- _YOUR OBJECTIVE_:
Find each line below that contains the word "pattern", and copy those lines.

--- Start of EXTRACTED DATA ---

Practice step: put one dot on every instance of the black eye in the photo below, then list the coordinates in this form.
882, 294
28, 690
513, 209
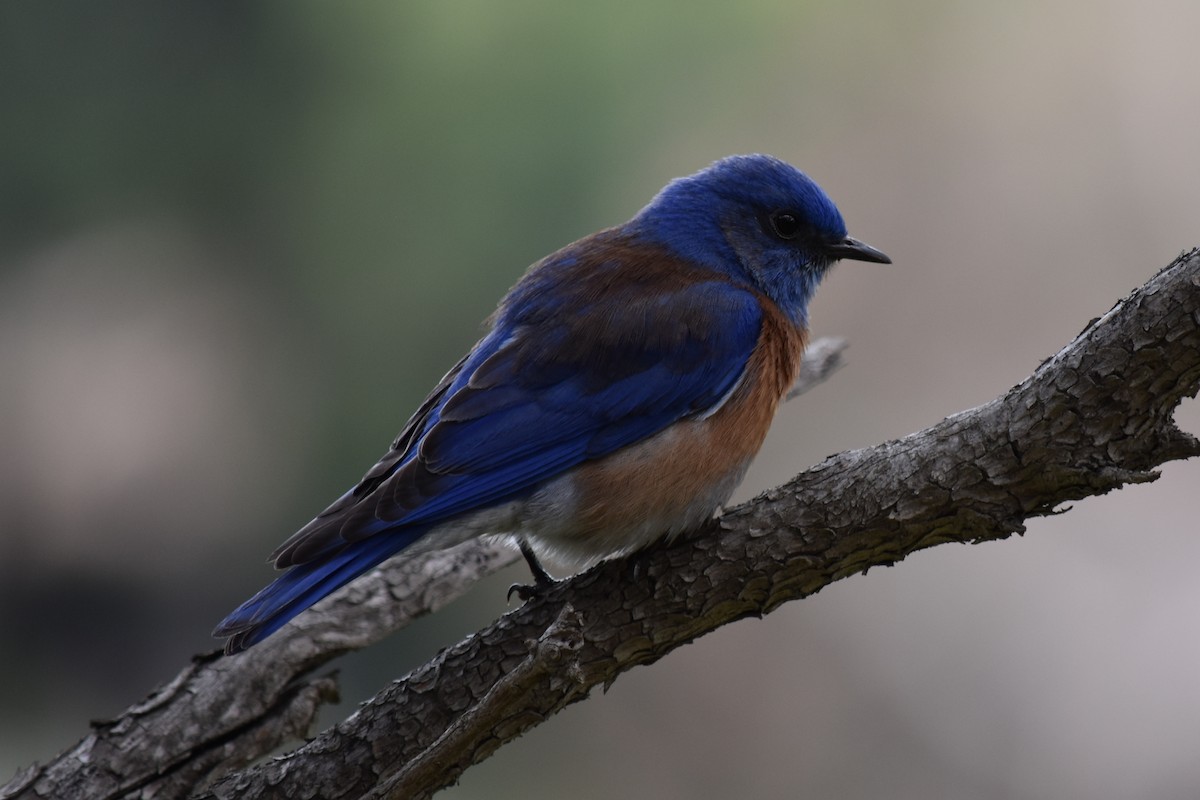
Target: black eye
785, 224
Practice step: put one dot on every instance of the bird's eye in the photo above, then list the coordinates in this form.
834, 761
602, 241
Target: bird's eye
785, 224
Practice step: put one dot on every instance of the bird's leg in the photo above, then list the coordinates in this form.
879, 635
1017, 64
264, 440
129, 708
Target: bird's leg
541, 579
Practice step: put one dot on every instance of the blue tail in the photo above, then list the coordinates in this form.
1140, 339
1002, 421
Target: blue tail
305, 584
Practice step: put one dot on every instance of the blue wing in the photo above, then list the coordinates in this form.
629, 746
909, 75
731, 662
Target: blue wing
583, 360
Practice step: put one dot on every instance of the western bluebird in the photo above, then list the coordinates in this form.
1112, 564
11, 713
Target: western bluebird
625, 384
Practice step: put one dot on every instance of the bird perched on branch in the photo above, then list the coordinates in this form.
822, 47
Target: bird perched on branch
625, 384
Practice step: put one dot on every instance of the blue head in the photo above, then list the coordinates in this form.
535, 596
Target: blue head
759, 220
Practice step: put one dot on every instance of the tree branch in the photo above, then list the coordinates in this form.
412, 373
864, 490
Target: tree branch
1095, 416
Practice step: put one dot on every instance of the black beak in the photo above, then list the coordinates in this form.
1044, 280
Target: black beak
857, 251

--- End of EXTRACTED DATA ---
--- Start of EXTRACTED DATA ---

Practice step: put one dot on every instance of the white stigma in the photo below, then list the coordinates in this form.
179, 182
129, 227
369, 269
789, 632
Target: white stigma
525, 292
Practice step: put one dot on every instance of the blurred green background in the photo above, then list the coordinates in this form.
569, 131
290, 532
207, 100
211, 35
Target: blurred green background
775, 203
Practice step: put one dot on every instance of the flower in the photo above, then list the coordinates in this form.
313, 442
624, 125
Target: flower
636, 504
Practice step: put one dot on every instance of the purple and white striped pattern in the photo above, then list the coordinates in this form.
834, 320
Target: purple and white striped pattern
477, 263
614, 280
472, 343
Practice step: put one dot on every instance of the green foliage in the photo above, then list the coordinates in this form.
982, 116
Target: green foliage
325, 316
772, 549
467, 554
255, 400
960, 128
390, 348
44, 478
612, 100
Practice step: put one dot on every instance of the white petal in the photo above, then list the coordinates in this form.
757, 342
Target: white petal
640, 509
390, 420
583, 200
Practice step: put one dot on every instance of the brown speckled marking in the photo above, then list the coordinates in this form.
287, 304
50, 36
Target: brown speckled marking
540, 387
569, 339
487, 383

--- End of EXTRACTED DATA ---

- _RESPONSE BELOW_:
Practice step: put one dot on every instance of the purple and white striped pattern in the photo above, then list the coordinates in this form.
Target: purple and white striped pattern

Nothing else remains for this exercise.